Dataset entries:
——————

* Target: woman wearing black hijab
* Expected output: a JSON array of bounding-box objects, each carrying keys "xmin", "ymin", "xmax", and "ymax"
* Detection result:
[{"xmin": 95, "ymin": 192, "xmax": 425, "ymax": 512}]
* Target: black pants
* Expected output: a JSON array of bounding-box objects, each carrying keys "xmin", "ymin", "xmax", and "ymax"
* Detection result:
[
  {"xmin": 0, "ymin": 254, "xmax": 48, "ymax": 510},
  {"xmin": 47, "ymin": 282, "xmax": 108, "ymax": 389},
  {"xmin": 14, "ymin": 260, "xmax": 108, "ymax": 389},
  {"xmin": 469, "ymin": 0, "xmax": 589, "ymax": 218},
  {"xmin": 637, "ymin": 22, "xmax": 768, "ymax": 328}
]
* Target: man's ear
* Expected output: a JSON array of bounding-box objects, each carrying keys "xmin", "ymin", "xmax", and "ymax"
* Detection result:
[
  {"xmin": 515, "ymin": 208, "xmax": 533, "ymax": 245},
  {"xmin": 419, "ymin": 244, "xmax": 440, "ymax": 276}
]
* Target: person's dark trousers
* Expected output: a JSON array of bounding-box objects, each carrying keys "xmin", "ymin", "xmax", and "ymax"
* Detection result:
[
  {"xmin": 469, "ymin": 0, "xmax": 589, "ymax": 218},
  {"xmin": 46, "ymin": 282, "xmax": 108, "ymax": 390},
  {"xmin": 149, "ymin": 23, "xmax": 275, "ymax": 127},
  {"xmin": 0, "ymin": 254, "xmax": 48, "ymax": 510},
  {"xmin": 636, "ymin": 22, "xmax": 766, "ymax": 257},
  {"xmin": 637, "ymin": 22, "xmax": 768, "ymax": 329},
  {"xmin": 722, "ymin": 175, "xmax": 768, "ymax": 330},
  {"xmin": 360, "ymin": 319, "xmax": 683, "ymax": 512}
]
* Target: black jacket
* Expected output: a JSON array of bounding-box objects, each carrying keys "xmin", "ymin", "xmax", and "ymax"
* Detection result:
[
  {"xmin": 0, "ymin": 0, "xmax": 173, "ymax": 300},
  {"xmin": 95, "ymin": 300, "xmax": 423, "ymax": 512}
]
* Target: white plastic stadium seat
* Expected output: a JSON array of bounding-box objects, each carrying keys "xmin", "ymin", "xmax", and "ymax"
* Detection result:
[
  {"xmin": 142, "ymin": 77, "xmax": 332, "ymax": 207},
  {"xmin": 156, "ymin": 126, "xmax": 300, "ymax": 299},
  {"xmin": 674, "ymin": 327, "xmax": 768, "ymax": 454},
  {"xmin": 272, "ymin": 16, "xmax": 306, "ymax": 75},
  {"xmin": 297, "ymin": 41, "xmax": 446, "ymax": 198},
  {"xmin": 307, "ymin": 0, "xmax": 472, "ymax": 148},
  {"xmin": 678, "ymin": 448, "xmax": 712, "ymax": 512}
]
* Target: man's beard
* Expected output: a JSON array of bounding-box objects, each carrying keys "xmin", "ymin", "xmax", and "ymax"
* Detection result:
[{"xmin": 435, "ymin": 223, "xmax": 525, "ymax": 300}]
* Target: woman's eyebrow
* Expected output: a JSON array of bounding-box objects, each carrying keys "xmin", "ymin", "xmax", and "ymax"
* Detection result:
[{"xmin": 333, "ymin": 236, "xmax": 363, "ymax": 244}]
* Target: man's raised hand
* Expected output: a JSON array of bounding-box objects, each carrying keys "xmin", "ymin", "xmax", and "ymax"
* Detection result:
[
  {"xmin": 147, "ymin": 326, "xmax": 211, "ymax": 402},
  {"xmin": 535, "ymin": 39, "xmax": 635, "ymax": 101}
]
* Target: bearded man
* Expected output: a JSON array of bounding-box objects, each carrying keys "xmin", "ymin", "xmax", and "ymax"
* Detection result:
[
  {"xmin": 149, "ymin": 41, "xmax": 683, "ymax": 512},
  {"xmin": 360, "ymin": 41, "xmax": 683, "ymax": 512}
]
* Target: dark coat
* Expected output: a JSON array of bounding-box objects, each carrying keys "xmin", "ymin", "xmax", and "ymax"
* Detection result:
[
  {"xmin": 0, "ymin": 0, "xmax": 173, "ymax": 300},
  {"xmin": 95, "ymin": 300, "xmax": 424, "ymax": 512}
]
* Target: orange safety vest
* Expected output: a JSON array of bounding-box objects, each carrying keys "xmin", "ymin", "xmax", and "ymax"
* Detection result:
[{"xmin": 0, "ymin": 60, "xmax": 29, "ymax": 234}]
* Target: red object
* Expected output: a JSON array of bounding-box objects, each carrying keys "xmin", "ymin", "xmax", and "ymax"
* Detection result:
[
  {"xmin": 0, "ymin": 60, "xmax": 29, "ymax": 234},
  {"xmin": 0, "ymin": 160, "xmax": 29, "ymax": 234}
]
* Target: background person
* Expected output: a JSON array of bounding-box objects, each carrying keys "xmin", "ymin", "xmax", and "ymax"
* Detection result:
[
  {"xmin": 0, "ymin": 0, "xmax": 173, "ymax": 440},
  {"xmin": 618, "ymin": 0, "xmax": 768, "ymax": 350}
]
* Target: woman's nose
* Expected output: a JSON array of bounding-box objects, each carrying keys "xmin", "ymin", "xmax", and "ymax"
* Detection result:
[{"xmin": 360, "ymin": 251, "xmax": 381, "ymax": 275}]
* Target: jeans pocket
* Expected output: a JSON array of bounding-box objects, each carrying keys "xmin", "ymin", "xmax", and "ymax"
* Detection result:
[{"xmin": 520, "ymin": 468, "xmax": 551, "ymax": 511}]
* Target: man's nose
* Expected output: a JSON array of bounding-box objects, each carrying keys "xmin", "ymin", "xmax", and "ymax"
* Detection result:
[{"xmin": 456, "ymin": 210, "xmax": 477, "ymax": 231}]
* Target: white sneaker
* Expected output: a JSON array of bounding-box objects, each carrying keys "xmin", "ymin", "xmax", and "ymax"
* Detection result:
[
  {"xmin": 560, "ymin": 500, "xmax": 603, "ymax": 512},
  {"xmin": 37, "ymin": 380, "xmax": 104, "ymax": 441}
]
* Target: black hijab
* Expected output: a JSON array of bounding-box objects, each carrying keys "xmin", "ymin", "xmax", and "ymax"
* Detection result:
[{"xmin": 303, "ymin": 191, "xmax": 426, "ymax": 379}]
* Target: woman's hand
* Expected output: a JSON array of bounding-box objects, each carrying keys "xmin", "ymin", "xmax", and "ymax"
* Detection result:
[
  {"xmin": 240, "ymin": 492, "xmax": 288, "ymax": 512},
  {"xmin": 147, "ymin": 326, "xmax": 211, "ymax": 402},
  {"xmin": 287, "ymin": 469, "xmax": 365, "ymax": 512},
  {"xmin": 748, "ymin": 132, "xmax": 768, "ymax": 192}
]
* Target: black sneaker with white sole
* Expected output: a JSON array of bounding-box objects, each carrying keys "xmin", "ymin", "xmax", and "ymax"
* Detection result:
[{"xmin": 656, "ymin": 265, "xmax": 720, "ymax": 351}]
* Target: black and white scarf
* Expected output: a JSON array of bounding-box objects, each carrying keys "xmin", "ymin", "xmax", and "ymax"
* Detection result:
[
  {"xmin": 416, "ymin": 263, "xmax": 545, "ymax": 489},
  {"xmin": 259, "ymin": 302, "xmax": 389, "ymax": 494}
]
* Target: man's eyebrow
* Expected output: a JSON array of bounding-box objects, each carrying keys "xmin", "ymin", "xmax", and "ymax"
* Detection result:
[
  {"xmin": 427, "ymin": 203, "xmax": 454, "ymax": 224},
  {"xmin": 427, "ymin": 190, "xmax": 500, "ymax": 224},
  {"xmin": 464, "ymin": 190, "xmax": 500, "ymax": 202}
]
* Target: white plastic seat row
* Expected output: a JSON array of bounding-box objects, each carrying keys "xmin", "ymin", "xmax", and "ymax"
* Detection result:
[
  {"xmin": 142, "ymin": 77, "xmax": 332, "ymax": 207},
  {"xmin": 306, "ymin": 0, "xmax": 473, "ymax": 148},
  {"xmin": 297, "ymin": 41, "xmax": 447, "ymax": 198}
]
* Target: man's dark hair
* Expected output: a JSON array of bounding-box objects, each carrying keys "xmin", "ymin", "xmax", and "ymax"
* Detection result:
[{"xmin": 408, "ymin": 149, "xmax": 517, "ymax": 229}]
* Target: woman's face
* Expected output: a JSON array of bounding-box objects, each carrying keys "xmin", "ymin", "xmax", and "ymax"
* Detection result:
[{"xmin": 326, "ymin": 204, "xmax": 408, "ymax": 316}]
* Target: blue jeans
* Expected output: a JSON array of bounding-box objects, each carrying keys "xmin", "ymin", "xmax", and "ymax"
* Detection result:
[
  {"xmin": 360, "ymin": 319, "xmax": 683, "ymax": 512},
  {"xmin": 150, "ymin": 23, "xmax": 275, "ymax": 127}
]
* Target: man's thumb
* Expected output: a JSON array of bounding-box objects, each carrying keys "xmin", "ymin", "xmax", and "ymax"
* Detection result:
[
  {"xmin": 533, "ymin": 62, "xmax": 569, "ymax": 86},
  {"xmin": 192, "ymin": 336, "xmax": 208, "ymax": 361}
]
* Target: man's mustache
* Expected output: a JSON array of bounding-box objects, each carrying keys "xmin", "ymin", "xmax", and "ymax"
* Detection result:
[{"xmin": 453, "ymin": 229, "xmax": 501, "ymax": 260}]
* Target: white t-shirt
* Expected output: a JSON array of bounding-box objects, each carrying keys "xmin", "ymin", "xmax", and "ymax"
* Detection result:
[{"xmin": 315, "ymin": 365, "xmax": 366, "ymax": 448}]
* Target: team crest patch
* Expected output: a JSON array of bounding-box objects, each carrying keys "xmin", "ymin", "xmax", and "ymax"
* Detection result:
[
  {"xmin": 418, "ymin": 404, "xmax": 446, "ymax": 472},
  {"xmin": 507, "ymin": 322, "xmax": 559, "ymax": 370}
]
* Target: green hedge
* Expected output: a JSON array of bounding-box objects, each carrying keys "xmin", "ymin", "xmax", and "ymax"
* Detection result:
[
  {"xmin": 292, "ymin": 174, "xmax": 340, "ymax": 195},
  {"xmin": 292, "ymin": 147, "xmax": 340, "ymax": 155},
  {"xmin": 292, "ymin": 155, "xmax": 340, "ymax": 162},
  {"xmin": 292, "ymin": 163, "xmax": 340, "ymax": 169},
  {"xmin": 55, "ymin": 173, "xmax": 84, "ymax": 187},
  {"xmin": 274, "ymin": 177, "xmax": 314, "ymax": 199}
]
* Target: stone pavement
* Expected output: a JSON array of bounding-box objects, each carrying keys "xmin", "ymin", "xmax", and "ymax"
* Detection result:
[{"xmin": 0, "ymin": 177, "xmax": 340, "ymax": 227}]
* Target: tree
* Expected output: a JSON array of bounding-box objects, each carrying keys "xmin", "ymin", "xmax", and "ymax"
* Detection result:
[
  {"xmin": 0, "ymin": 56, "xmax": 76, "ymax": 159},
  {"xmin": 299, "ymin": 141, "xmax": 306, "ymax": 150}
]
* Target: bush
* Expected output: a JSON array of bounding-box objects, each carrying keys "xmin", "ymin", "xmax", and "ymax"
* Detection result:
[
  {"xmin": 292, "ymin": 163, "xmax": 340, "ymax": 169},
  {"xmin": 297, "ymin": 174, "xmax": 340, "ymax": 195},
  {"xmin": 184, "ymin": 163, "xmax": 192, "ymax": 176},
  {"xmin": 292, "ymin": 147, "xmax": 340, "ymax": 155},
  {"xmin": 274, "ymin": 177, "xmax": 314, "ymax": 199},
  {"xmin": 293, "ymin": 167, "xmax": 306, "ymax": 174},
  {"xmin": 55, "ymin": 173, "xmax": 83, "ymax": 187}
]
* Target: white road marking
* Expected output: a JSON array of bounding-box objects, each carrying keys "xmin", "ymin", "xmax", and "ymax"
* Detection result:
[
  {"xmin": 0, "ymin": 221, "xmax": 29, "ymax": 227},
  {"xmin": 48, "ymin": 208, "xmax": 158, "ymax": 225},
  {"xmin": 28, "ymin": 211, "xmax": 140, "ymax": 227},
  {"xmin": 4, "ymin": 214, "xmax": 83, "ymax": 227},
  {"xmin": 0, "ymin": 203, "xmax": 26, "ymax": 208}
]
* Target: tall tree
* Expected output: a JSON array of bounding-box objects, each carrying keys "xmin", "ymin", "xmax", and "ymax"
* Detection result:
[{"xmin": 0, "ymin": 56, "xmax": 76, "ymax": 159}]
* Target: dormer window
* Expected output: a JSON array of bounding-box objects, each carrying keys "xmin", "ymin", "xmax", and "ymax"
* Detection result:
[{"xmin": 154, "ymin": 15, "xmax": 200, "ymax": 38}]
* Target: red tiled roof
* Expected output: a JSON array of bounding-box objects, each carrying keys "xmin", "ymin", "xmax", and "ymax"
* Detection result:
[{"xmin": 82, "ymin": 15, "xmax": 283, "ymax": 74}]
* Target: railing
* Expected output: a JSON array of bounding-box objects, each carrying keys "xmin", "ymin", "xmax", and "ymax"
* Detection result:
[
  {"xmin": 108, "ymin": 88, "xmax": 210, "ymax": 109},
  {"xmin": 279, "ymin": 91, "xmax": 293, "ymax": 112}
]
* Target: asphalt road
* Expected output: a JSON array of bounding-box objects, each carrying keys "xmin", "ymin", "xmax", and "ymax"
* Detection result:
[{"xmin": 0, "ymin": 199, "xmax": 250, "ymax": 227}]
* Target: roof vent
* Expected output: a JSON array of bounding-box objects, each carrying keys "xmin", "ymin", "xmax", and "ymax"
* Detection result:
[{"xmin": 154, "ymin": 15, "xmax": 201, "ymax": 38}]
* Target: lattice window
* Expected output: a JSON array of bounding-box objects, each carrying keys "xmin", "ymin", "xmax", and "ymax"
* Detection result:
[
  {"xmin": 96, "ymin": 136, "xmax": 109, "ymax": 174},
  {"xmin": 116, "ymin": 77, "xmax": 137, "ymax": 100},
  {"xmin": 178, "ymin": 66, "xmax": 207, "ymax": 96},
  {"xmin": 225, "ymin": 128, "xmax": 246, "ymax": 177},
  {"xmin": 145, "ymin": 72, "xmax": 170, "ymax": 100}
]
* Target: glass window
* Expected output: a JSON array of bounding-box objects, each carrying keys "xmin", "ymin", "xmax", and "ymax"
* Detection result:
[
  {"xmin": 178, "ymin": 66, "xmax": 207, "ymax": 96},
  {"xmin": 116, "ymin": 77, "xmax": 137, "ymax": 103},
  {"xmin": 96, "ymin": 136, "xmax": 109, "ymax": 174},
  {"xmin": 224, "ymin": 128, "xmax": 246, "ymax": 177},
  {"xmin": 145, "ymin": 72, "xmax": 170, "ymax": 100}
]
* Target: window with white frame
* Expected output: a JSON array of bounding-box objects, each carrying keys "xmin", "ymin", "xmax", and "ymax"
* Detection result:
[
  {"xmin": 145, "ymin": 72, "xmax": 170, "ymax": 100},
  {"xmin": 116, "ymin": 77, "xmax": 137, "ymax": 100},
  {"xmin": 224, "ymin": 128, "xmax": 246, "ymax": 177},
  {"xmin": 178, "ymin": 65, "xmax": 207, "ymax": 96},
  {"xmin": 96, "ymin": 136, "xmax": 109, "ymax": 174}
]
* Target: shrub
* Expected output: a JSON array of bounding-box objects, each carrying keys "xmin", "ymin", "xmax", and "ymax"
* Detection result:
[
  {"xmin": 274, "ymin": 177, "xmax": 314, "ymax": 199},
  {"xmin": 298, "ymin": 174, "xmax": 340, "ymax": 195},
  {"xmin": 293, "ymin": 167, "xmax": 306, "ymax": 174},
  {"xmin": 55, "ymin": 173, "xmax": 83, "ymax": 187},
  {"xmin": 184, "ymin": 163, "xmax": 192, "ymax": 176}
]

——————

> TASK BRIEF
Exactly reproduce the lines beginning with the one that contains "with white frame" and ending with the last line of the material, both included. Leave out everything else.

> WRITTEN ANSWER
* Target: window with white frame
* Expected output: a JSON array of bounding-box objects, each carrying keys "xmin", "ymin", "xmax", and "ymax"
* Detection result:
[
  {"xmin": 145, "ymin": 72, "xmax": 170, "ymax": 100},
  {"xmin": 116, "ymin": 77, "xmax": 137, "ymax": 100},
  {"xmin": 224, "ymin": 128, "xmax": 246, "ymax": 177},
  {"xmin": 178, "ymin": 65, "xmax": 207, "ymax": 96},
  {"xmin": 96, "ymin": 136, "xmax": 109, "ymax": 174}
]
* Target: shrub
* Expected output: a JSON array of bounding-box objects, each carrying keys "xmin", "ymin", "xmax", and "ymax"
* Detection result:
[
  {"xmin": 274, "ymin": 177, "xmax": 314, "ymax": 199},
  {"xmin": 298, "ymin": 174, "xmax": 340, "ymax": 195},
  {"xmin": 293, "ymin": 167, "xmax": 306, "ymax": 174},
  {"xmin": 55, "ymin": 173, "xmax": 83, "ymax": 187},
  {"xmin": 184, "ymin": 163, "xmax": 192, "ymax": 176}
]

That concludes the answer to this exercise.